__TASK__
Arrange the following data as a JSON list of strings with one string per line and no blank lines. Start at the line containing "Final review — confirm that every bridge" and include every line through the end of the data.

Excerpts from a detection dataset:
:::::
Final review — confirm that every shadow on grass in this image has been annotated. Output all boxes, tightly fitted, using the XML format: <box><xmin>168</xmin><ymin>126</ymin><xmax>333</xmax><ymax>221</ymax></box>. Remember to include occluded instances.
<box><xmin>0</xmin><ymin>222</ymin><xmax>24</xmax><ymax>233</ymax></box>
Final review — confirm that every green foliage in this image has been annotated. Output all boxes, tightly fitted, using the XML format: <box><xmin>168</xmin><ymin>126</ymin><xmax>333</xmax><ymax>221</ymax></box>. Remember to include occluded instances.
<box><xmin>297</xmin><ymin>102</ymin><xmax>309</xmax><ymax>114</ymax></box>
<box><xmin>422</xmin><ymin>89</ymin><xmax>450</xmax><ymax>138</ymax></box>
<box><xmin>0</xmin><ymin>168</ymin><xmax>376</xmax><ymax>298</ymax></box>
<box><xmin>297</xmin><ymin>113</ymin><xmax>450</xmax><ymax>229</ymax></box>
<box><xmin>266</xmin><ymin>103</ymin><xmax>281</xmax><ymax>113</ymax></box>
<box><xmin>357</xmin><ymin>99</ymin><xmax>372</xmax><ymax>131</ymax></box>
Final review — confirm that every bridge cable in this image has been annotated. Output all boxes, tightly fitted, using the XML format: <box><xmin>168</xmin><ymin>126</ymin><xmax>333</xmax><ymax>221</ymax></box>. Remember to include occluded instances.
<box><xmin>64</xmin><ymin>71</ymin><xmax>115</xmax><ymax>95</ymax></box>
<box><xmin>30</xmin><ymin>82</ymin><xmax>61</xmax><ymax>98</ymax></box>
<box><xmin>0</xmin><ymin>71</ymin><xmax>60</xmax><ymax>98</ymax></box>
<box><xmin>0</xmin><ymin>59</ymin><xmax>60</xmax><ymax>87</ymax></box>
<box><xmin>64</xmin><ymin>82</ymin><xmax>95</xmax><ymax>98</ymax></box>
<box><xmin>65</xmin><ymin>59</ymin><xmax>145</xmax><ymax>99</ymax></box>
:::::
__SOLUTION__
[
  "Final review — confirm that every bridge cable in this image has been annotated. Output all boxes, tightly fitted, using the XML format: <box><xmin>168</xmin><ymin>126</ymin><xmax>333</xmax><ymax>221</ymax></box>. Remember to include occluded instances.",
  "<box><xmin>64</xmin><ymin>71</ymin><xmax>115</xmax><ymax>95</ymax></box>",
  "<box><xmin>30</xmin><ymin>82</ymin><xmax>61</xmax><ymax>98</ymax></box>",
  "<box><xmin>0</xmin><ymin>71</ymin><xmax>60</xmax><ymax>98</ymax></box>",
  "<box><xmin>0</xmin><ymin>59</ymin><xmax>60</xmax><ymax>87</ymax></box>",
  "<box><xmin>64</xmin><ymin>82</ymin><xmax>95</xmax><ymax>98</ymax></box>",
  "<box><xmin>65</xmin><ymin>59</ymin><xmax>145</xmax><ymax>99</ymax></box>"
]